● **Задание 1**
Назовите всех актеров, на которых, согласно отрывку о Певцове, он ссылался как на актеров высшего класса, остающихся самими собой.

● **Отрывок текста**
== == ==

Человек громадного вдохновенного таланта, Певцов имел точную и стройную систему взглядов на театральное искусство. "Поверил я алгеброй гармонию", - любил повторять он. Его школа была суровой школой, школой строгих требований к себе, и сослужила нам всем громадную службу. Он заставил нас понять, что труд актера - тяжелый и благородный труд. Он заставил нас отказаться от расчета на эффекты, на легкие и заманчивые театральные успехи. Он учил скромности и строгости к себе. У Певцова была своя собственная, очень оригинальная и очень верная система актерского мастерства, свое собственное актерское credo.
Певцов был врагом того, что называется перевоплощением. Он считал, что во всех ролях актер должен прежде всего оставаться самим собой. И он приводил в доказательство этого парадоксального, на первый взгляд, положения игру таких актеров, как Сальвини, который изображал Ромео, не заклеивая своих седых усов, не затягивая в корсет свою грузную фигуру; Комиссаржевскую, которая никогда не заботилась о создании внешности своей героини, а всегда оставалась Комиссаржевской, и это было в ней самым драгоценным; то же самое он говорил о Ермоловой, о Мамонте Дальском, Москвине, Радине, всех их считал он актерами высшего класса, актерами, которые создавали образ своими собственными, присущими им одним душевными и внешними данными. Образ должен быть найден внутри себя - вот основное актерское правило, учил Певцов. Актер,
передразнивающий кого-то, увиденного вовне, актер, стремящийся во что бы то ни стало быть похожим на кого-то другого, может в этом смысле добиваться очень больших результатов, но все же останется актером второго класса. Актер, сумевший внутри самого себя найти и заставить зазвучать те же самые душевные движения, которыми живет образ, созданный автором пьесы, - вот настоящий творец.
Певцов был актером глубоко эмоциональным. Я играл с ним очень много спектаклей. В "Страхе" Афиногенова, например, я каждый раз удивлялся тому, что в предпоследней картине - у следователя - точно в одну и ту же минуту, на одну и ту же реплику из глаз профессора Бородина, которого так необыкновенно прекрасно играл Певцов, катились по щекам крупные слезы. И было ясно, что это не фокус, не техника. Певцов просто не мог сдержать их, потрясенный событиями пьесы. Эти слезы были искренни, они рождались в душе, в сердце человека.
И вот такой эмоциональный актер, как Певцов, не придавал актерской эмоциональности - и своей в том числе - никакого значения. Скорее он ее не любил, а в себе самом избегал и немного даже стеснялся. Он не переносил слова "переживание" и употреблял его только в ироническом смысле. Надо сказать, что в то время (двадцатые и тридцатые годы) искусство Художественного театра официально называлось искусством переживания. Певцов всем своим инстинктом большого художника понял одну основную истину поведения человека в жизни. Человек не показывает, а скорее скрывает свои чувства, - значит, и на сцене правдивый актер поступает так же.

== == ==

● **Исходные данные**
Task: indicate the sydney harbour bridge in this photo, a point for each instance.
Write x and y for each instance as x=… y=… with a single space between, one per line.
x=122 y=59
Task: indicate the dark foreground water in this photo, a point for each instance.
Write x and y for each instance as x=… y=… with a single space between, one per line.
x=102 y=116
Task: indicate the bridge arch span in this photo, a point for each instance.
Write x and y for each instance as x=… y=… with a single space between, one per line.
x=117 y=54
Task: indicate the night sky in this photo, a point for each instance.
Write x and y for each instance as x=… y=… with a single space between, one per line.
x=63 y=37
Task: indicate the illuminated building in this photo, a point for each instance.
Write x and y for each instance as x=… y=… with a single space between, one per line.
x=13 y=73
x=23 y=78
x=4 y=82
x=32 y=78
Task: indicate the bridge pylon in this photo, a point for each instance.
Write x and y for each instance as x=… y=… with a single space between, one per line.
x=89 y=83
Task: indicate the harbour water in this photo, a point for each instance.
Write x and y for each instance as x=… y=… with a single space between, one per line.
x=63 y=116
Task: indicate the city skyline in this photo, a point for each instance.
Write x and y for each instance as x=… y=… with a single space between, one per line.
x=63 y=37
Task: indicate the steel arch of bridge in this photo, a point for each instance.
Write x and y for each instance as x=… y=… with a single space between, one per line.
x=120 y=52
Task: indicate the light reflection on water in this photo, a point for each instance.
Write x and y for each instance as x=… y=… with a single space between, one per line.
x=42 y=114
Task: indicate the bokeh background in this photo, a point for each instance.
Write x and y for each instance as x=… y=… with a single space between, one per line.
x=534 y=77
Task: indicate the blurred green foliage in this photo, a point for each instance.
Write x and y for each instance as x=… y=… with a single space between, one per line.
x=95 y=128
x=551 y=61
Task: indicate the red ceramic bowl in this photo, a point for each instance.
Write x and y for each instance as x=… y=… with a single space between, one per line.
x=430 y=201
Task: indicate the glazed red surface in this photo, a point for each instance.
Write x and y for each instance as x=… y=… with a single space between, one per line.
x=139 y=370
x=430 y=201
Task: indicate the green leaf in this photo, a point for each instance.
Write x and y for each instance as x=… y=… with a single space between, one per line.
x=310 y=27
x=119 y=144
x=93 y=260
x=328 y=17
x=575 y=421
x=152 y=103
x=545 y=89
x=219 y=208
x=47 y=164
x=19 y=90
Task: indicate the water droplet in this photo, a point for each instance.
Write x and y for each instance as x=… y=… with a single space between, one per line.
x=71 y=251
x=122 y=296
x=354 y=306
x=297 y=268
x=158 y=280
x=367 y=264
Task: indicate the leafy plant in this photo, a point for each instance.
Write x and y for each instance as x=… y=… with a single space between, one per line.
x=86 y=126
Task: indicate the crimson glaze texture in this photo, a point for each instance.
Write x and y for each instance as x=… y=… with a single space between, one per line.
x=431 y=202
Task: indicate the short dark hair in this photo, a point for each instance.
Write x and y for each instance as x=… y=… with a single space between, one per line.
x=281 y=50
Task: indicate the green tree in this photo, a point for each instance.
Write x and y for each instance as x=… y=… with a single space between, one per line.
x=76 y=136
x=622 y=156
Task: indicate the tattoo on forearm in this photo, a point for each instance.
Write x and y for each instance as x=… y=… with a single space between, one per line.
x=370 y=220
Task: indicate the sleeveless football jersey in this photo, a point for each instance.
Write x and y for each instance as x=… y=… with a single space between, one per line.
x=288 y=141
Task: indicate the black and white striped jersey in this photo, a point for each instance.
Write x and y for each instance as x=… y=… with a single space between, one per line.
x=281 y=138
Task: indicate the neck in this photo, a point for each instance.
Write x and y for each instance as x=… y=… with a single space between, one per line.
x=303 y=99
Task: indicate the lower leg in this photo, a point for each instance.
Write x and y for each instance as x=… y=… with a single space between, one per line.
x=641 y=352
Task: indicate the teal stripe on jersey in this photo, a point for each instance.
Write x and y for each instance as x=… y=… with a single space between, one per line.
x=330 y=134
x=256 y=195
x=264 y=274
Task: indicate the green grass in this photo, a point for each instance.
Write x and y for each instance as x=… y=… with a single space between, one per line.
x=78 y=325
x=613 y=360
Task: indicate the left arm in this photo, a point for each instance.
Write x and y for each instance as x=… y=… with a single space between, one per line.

== == ==

● **Задание 2**
В листинге от строки с «Task: indicate the green grass» до самого конца включительно переименуйте «instance» в «object». Остальное оставьте без изменений и выведите только эти строки.

● **Ответ 1**
Сальвини, Комиссаржевская, Ермолова, Мамонт Дальский, Москвин, Радин.

● **Ответ 2**
Task: indicate the green grass in this photo, a point for each object.
Write x and y for each object as x=… y=… with a single space between, one per line.
x=78 y=325
x=613 y=360
Task: indicate the left arm in this photo, a point for each object.
Write x and y for each object as x=… y=… with a single space between, one per line.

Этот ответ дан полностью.